··· Records to use ···

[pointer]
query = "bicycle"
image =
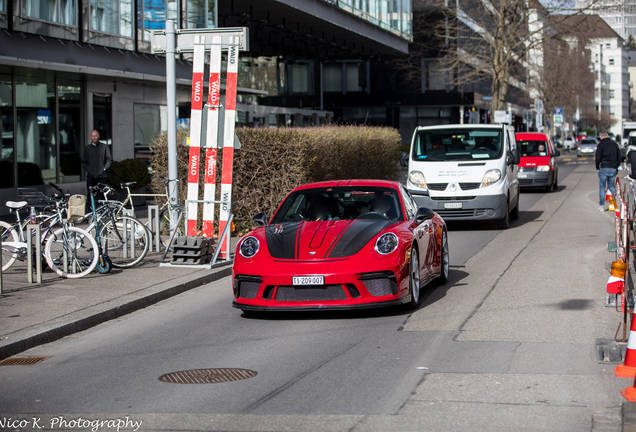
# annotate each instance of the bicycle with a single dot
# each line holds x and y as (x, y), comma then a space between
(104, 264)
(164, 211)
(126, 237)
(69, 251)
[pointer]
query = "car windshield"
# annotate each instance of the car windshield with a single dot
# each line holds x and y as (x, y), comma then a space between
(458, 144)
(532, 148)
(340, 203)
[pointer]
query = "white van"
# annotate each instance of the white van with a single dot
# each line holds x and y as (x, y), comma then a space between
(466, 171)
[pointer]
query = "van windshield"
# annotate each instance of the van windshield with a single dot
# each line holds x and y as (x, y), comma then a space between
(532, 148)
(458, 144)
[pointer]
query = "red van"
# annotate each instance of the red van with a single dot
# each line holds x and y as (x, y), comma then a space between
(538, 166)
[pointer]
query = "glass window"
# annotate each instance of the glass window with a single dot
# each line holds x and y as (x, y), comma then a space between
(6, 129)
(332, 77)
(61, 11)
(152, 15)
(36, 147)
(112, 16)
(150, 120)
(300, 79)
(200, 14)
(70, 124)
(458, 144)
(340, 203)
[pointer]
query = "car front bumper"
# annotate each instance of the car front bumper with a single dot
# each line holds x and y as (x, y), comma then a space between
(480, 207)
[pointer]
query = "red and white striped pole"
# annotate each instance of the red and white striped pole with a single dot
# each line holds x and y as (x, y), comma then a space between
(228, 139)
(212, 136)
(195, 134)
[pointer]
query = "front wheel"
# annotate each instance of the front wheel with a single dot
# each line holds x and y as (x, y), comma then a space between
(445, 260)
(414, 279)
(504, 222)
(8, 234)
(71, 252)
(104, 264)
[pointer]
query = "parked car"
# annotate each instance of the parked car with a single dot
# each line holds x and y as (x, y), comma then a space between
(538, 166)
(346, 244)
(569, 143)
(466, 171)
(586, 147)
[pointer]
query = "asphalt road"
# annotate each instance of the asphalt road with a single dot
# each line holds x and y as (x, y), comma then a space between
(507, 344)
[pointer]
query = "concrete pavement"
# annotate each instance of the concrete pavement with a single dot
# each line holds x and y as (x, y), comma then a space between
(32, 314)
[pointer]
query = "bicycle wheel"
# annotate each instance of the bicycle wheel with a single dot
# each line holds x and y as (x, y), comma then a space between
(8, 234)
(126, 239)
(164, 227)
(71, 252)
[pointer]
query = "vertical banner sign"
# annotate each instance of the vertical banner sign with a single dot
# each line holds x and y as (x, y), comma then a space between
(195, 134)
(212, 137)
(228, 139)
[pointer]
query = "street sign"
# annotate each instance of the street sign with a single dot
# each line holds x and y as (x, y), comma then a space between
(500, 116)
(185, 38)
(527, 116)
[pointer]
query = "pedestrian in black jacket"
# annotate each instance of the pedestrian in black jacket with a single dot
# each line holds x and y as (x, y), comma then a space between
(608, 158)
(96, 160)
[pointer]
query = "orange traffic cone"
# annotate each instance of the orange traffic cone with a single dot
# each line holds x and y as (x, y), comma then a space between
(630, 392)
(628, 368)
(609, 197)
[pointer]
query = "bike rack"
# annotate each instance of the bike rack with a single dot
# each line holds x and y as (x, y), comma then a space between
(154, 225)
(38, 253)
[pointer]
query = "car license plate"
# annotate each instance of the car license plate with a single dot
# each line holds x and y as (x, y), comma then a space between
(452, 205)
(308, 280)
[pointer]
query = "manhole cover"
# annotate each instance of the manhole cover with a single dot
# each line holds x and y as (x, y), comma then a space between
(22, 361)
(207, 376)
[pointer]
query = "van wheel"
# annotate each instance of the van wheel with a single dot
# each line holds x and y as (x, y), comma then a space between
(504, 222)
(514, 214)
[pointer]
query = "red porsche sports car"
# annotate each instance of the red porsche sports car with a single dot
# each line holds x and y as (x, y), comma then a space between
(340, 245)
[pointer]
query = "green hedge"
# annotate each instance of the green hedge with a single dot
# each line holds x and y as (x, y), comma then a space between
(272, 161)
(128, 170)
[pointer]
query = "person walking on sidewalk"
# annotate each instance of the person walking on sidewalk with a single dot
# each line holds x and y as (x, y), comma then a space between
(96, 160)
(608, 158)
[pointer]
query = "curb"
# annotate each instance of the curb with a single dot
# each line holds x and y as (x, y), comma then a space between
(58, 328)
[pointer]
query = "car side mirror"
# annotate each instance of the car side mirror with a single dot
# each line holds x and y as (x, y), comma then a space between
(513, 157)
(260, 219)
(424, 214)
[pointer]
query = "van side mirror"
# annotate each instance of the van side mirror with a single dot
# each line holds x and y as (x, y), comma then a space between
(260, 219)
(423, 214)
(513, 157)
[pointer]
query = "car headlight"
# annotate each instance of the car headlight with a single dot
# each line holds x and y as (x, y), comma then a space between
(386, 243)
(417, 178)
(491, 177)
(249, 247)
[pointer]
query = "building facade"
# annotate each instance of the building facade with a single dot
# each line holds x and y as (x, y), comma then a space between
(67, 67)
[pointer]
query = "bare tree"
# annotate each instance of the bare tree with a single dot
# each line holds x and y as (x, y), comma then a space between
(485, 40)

···
··· Records to use ···

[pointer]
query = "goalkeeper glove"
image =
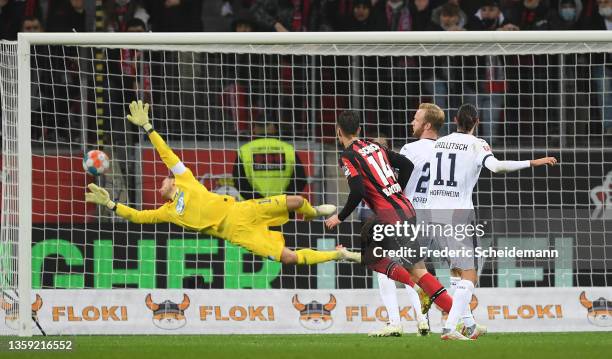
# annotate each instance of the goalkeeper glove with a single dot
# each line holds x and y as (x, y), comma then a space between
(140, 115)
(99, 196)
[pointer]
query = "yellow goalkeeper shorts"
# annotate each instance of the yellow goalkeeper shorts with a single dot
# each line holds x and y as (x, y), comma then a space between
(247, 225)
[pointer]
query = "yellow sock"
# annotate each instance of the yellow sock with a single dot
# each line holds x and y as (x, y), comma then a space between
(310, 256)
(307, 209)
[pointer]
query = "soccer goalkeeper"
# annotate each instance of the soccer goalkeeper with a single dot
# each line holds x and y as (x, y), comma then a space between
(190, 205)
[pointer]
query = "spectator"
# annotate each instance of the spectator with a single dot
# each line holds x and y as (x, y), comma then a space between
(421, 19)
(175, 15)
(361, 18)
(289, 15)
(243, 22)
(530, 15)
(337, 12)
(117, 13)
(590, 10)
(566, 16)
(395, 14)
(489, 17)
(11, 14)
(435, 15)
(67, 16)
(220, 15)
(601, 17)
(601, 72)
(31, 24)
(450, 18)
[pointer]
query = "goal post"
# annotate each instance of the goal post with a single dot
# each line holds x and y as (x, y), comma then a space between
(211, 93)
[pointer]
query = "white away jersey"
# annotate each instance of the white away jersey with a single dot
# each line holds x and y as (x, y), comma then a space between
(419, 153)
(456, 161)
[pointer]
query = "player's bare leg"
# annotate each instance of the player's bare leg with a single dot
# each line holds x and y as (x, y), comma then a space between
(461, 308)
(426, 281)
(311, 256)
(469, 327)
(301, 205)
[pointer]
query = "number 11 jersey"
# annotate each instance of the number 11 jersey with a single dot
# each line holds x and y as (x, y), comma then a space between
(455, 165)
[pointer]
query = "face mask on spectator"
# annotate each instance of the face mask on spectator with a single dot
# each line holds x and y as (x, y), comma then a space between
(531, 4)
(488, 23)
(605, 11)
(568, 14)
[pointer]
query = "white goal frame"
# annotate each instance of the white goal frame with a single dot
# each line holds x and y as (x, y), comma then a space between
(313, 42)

···
··· Records to use ···

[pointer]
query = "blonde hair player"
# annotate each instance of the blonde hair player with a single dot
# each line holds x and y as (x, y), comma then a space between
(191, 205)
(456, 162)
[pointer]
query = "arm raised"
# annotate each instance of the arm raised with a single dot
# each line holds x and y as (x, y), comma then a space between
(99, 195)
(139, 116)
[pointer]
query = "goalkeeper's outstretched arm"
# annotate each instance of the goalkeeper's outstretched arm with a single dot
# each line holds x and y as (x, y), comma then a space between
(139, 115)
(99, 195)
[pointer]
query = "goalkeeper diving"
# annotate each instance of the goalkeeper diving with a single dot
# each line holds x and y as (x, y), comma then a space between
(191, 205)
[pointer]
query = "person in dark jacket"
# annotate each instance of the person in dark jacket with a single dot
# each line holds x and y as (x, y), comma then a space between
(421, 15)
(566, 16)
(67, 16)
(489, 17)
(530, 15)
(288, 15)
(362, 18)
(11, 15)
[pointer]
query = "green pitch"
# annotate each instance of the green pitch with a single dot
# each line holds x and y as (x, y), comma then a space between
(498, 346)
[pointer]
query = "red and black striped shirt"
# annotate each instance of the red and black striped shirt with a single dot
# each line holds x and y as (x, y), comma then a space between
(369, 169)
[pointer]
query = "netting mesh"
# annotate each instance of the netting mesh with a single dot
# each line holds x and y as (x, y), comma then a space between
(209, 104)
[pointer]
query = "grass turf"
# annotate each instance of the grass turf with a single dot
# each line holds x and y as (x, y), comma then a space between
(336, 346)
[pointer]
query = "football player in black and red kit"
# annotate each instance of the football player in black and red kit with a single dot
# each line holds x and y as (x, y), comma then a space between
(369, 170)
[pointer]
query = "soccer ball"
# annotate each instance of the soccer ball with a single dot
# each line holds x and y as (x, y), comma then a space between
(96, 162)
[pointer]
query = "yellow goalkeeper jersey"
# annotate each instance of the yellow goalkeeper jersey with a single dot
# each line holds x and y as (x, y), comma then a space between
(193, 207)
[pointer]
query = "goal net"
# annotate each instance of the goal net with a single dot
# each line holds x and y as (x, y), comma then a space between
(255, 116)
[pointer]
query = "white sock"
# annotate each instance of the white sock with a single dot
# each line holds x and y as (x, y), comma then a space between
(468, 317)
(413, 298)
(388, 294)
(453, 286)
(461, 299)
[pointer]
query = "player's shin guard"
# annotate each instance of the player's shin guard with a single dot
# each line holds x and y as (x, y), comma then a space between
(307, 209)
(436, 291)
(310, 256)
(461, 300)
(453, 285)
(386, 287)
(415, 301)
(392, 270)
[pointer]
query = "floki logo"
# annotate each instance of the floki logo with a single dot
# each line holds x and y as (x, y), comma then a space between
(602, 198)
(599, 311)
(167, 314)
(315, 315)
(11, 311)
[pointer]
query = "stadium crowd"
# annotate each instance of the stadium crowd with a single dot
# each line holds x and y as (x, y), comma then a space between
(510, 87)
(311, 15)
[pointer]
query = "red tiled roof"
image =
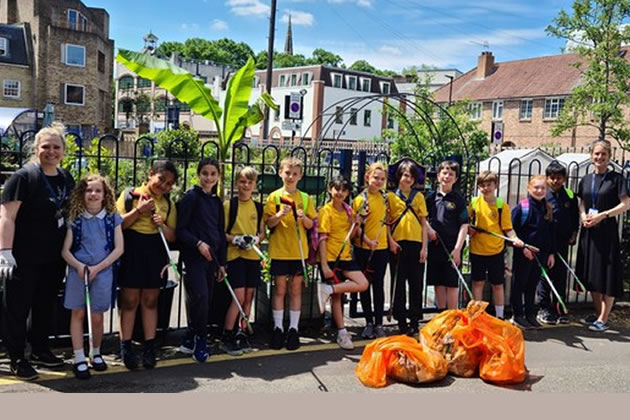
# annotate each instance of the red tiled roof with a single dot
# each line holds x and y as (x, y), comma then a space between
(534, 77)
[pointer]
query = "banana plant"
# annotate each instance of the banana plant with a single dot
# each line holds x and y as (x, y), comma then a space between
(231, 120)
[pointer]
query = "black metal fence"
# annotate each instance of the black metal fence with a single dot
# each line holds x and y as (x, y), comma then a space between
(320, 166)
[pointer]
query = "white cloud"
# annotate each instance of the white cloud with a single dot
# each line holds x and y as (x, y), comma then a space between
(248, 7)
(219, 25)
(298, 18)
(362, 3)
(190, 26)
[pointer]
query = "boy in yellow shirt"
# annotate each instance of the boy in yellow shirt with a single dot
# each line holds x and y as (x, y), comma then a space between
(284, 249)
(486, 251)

···

- Set task
Count the lines in the rows above that contain the string "hedge", treating uppercase and lowercase as different, and reply with only the number.

- Exercise result
2